**작업 지시:** 아래 레코드에서 "of the spray"라는 문구가 있는 줄부터 "pixel 61 286"라는 문구가 있는 줄까지, 양 끝 줄을 포함한 모든 줄을 한 글자도 바꾸지 말고 그대로 반환하십시오.

**데이터 내용:**

□ □ □ □ □

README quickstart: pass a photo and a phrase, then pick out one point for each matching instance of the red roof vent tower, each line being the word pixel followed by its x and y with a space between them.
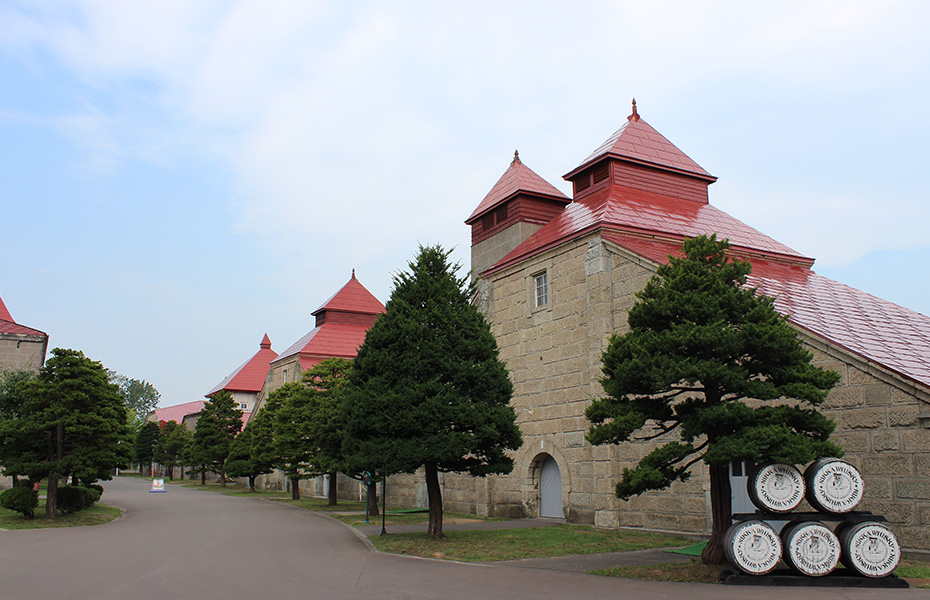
pixel 516 207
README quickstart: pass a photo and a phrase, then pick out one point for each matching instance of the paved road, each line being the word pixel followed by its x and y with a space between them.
pixel 201 545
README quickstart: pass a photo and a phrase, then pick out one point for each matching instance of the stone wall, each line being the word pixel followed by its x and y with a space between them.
pixel 22 351
pixel 554 356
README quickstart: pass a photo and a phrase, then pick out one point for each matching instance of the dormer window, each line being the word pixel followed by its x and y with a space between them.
pixel 541 281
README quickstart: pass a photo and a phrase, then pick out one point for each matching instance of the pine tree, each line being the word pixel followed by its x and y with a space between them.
pixel 220 421
pixel 324 388
pixel 170 448
pixel 703 358
pixel 72 422
pixel 146 442
pixel 427 388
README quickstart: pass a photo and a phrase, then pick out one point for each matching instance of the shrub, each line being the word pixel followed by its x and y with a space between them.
pixel 23 500
pixel 73 498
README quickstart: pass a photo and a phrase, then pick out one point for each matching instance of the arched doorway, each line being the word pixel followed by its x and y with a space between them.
pixel 550 490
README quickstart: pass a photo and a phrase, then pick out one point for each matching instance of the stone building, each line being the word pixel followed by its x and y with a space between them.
pixel 245 383
pixel 557 277
pixel 21 347
pixel 339 329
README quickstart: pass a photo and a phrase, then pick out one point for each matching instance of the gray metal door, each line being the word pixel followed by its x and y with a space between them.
pixel 550 490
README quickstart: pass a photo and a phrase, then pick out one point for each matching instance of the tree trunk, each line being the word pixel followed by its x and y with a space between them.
pixel 295 488
pixel 331 492
pixel 373 510
pixel 51 495
pixel 721 514
pixel 434 500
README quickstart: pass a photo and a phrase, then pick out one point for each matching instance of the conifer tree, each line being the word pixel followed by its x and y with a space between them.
pixel 220 421
pixel 703 359
pixel 427 388
pixel 145 444
pixel 72 422
pixel 170 447
pixel 324 388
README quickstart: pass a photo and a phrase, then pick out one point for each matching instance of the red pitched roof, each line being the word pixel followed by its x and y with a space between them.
pixel 341 326
pixel 516 179
pixel 177 412
pixel 250 376
pixel 354 298
pixel 648 213
pixel 4 313
pixel 638 142
pixel 874 329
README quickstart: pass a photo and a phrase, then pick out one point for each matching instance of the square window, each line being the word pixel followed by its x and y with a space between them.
pixel 542 289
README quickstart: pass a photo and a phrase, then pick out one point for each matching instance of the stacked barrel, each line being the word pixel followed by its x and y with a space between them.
pixel 808 546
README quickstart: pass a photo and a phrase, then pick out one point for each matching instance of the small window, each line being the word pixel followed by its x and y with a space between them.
pixel 500 215
pixel 542 289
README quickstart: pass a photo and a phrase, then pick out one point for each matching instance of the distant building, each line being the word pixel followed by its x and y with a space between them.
pixel 246 382
pixel 179 413
pixel 340 328
pixel 21 347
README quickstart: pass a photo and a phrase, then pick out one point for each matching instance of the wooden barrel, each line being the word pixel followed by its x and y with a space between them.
pixel 776 487
pixel 869 548
pixel 752 547
pixel 810 548
pixel 833 485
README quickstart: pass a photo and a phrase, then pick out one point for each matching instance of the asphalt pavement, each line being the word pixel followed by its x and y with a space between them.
pixel 190 544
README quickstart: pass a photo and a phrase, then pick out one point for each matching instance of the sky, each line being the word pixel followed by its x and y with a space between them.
pixel 178 178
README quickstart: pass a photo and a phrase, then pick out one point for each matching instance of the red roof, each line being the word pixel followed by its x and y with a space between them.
pixel 516 179
pixel 874 329
pixel 648 213
pixel 638 142
pixel 177 412
pixel 250 376
pixel 4 313
pixel 653 225
pixel 354 298
pixel 341 326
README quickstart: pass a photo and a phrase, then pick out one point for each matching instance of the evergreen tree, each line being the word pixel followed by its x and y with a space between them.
pixel 144 447
pixel 72 422
pixel 241 462
pixel 170 448
pixel 700 345
pixel 292 443
pixel 140 397
pixel 324 388
pixel 220 421
pixel 427 388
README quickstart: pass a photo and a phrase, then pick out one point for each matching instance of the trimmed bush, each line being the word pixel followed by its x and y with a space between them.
pixel 23 500
pixel 73 498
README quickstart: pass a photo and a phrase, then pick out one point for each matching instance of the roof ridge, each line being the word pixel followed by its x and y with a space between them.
pixel 517 178
pixel 637 141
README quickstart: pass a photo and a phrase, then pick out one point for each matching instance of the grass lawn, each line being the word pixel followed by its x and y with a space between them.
pixel 690 572
pixel 510 544
pixel 95 515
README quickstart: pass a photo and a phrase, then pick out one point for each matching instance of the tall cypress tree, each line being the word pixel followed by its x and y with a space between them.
pixel 72 422
pixel 220 421
pixel 700 346
pixel 427 388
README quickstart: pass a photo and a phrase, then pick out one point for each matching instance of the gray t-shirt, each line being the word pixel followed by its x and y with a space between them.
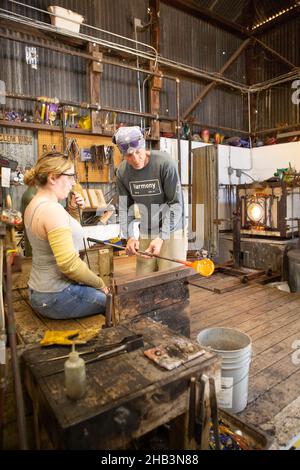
pixel 156 189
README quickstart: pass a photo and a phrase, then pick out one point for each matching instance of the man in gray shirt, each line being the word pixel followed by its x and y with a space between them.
pixel 150 180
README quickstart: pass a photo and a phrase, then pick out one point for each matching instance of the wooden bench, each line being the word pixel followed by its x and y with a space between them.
pixel 127 396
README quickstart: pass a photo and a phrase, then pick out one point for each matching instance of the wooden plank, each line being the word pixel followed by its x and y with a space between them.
pixel 125 398
pixel 272 355
pixel 149 299
pixel 255 319
pixel 271 377
pixel 236 309
pixel 151 280
pixel 273 401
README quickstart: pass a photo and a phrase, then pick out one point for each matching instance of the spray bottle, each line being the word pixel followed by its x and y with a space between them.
pixel 75 375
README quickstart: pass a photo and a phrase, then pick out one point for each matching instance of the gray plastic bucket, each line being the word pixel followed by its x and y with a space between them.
pixel 235 349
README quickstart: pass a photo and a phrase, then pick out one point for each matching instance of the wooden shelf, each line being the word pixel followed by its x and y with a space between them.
pixel 47 127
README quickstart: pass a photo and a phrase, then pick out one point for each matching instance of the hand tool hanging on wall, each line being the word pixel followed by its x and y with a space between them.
pixel 205 266
pixel 84 244
pixel 109 160
pixel 73 149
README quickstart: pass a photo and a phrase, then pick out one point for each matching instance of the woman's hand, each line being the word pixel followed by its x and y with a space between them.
pixel 132 246
pixel 155 246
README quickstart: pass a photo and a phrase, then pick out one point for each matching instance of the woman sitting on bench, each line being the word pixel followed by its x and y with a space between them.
pixel 61 286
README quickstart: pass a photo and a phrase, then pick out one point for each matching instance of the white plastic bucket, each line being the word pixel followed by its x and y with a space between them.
pixel 66 19
pixel 235 349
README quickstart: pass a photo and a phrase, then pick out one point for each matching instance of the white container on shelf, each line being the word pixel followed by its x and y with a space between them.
pixel 70 21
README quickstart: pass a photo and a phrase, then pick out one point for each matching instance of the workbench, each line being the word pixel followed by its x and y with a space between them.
pixel 127 395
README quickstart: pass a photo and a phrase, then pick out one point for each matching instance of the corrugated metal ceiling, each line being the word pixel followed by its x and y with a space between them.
pixel 237 11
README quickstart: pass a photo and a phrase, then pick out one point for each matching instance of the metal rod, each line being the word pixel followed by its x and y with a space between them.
pixel 14 358
pixel 108 311
pixel 178 125
pixel 143 253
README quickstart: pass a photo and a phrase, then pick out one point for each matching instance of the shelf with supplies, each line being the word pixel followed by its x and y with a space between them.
pixel 47 127
pixel 86 171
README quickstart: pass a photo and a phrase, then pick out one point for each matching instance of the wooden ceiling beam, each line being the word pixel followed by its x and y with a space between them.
pixel 290 14
pixel 191 7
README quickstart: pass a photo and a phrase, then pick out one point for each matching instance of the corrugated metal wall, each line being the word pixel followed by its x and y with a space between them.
pixel 191 41
pixel 25 155
pixel 184 38
pixel 275 106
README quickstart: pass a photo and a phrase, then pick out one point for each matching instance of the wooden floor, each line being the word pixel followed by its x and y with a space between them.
pixel 271 318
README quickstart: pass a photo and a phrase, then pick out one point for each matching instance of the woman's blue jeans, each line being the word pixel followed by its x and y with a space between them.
pixel 74 301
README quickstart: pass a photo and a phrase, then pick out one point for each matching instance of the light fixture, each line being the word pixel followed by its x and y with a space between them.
pixel 255 212
pixel 276 15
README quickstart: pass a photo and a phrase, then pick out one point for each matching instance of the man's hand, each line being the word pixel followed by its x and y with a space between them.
pixel 155 246
pixel 132 246
pixel 76 200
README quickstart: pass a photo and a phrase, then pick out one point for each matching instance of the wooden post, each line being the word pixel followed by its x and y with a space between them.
pixel 105 259
pixel 156 82
pixel 95 69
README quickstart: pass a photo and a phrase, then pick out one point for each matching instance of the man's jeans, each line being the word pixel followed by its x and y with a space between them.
pixel 74 301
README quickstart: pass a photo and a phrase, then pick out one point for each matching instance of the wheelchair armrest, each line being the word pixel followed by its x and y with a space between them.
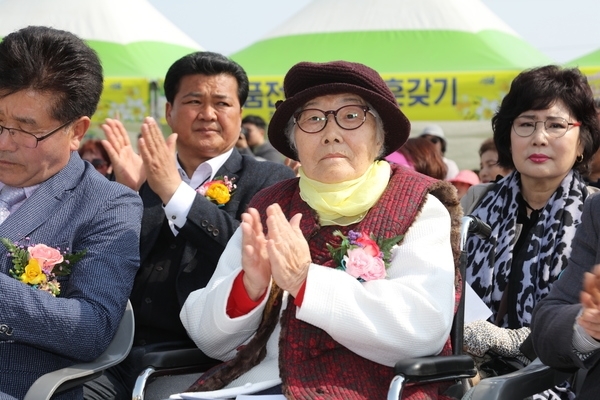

□ □ □ □ □

**풀이:**
README quickstart: pass a photo and a phrase, then pick out one point for each matching instance of the spray bottle, each line being the word pixel followed by its x and y with a space between them.
pixel 75 375
README quickstart: pass a photo and a phrase, then pick out one point for each matching instance of the gray plastic bucket, each line being the word pixel followed by its x and y with a space between them.
pixel 235 349
README quickstart: pass a photo and a phrase, then pick out one point for each matching instance of the wooden shelf, each line being the word pixel followed by its x and y with a space between them.
pixel 47 127
README quickstart: pass a photo and a phrase, then pick out one point for each matching instance of the hand tool hanging on wall, each line being the word pixel followed by its x and y with a space between them.
pixel 205 266
pixel 84 244
pixel 109 160
pixel 73 149
README quickstart: pass a photo and a phrase, then pick out one point for each matching instance of the woman's hand, each line being the word pixel followed by its x and y with a space between them.
pixel 132 246
pixel 155 246
README quickstart: pass a photo and a phrase, then pick out one point for each matching instance of the woman sitting on bench, each line being the word pixel followed by its x and y with a space between them.
pixel 61 286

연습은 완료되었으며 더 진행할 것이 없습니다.